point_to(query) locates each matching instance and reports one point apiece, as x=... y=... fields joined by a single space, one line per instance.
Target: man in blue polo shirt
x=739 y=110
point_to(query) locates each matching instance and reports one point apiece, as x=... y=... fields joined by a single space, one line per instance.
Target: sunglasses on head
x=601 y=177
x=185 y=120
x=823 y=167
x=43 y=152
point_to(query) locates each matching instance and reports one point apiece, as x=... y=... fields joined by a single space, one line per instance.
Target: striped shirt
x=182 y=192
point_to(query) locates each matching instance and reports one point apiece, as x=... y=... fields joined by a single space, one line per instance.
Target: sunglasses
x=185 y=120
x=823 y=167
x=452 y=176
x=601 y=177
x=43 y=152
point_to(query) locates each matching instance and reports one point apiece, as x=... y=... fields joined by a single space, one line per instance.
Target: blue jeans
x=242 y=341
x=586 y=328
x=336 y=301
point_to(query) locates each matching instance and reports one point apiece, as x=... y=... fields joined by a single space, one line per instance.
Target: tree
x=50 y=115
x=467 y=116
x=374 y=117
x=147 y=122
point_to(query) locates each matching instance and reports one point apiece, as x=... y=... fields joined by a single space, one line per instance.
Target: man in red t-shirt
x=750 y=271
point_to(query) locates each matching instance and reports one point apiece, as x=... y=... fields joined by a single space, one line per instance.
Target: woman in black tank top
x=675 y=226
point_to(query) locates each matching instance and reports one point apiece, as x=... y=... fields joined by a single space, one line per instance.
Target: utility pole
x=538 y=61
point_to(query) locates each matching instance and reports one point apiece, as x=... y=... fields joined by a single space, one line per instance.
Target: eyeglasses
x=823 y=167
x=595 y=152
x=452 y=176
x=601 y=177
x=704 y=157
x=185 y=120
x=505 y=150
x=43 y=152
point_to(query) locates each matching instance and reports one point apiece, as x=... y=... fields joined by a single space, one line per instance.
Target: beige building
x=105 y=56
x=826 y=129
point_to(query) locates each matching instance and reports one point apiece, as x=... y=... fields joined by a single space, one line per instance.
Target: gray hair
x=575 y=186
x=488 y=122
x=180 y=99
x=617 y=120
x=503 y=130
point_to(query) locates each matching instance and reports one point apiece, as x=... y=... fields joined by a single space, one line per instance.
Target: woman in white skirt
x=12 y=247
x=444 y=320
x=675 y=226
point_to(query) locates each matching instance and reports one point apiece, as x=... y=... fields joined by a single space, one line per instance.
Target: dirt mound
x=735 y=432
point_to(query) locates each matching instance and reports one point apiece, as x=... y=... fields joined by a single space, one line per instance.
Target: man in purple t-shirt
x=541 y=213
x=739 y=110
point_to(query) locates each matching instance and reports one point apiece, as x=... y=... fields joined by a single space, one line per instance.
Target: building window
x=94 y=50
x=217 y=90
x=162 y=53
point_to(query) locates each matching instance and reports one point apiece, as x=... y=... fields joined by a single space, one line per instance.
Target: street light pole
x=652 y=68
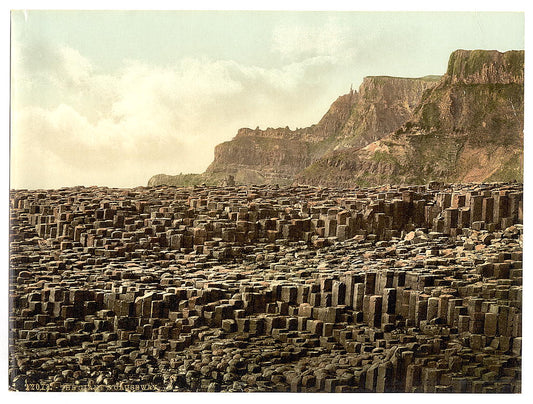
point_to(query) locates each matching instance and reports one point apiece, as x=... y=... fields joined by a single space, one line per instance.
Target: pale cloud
x=73 y=125
x=296 y=40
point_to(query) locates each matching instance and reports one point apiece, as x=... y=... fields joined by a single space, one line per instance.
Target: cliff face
x=356 y=118
x=384 y=104
x=469 y=127
x=464 y=126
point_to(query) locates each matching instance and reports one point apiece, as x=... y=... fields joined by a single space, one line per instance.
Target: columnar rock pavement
x=267 y=288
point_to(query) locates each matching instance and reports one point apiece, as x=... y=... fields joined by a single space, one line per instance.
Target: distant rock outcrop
x=464 y=126
x=469 y=127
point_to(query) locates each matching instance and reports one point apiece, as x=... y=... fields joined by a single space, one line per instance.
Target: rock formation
x=276 y=155
x=469 y=127
x=464 y=126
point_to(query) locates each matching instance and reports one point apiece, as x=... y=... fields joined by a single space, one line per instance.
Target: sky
x=111 y=98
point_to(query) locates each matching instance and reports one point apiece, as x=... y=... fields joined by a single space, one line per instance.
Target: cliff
x=464 y=126
x=277 y=155
x=469 y=127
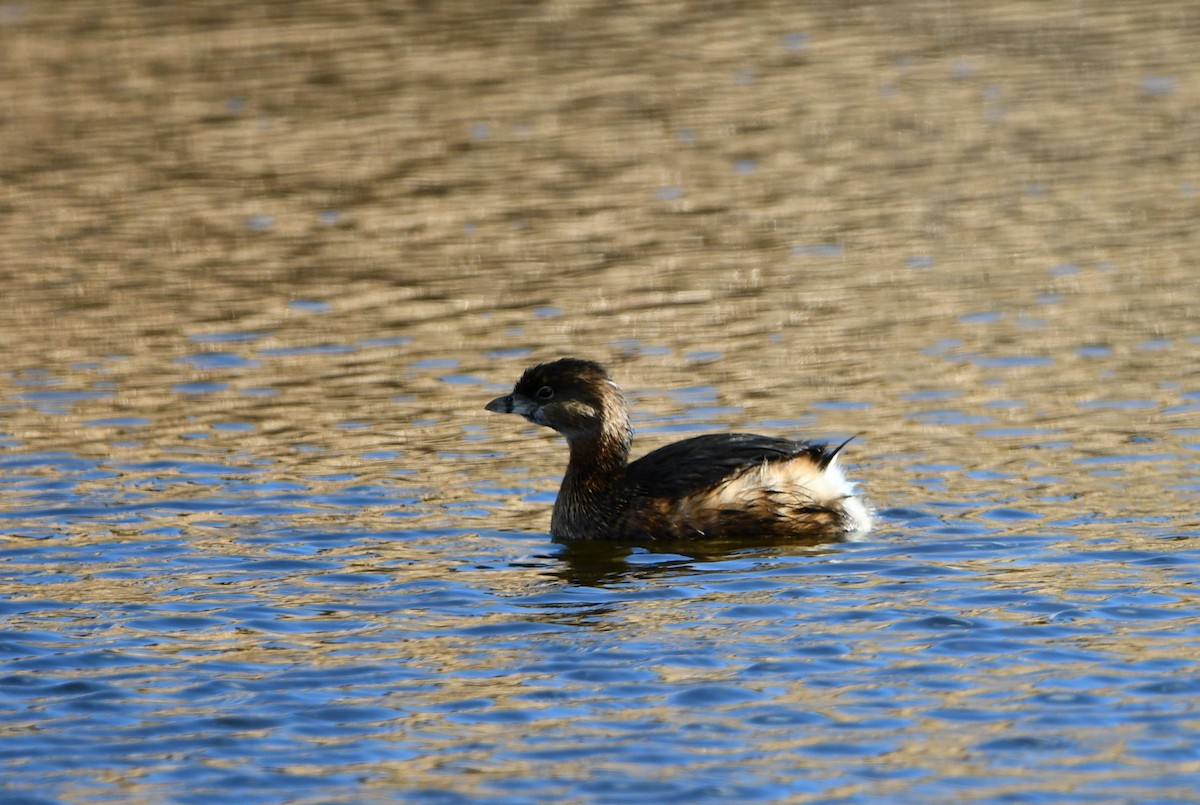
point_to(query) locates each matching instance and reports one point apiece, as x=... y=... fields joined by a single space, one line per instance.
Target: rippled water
x=265 y=265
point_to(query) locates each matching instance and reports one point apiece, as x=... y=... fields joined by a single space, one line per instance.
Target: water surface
x=265 y=265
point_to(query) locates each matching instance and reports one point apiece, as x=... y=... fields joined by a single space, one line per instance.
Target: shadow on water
x=607 y=564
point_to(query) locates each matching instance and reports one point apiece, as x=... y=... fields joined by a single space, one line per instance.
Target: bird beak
x=501 y=404
x=513 y=403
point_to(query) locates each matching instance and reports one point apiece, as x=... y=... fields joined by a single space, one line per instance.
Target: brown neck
x=591 y=490
x=604 y=451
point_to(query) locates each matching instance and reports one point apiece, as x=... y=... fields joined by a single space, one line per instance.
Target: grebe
x=723 y=485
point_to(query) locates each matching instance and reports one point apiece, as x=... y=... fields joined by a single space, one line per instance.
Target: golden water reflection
x=263 y=265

Brief: Please rewrite the material above, from its start through the line holding "x=336 y=301", inclusive, keeping every request line and adjusting each x and y coordinate in the answers by adding -107.

Response to the exercise:
point_to(query) locates each matching instance and reports one point apiece, as x=... y=... fields joined by a single space, one line per instance.
Target: man in blue polo shirt
x=632 y=3
point_to(query) locates each matching instance and reports one point apiece, as x=... y=... fields joined by a single space, one line per instance.
Target: sunglasses on head
x=494 y=70
x=78 y=13
x=716 y=60
x=-64 y=45
point_to(query) locates each matching instance and reports one point apiece, as x=... y=... fields joined by a single space, one line per instance.
Target: striped shirt
x=75 y=85
point_to(query) locates each matching instance and reports one point apiece, as x=... y=... fields joined by a single space, one line per instance.
Target: sunglasses
x=78 y=13
x=716 y=60
x=345 y=69
x=494 y=70
x=-64 y=45
point_to(query) locates each matching instance and reports one point apiece, as x=... y=... fields joined by a single space, one line per instance.
Target: blue jeans
x=135 y=234
x=479 y=221
x=229 y=194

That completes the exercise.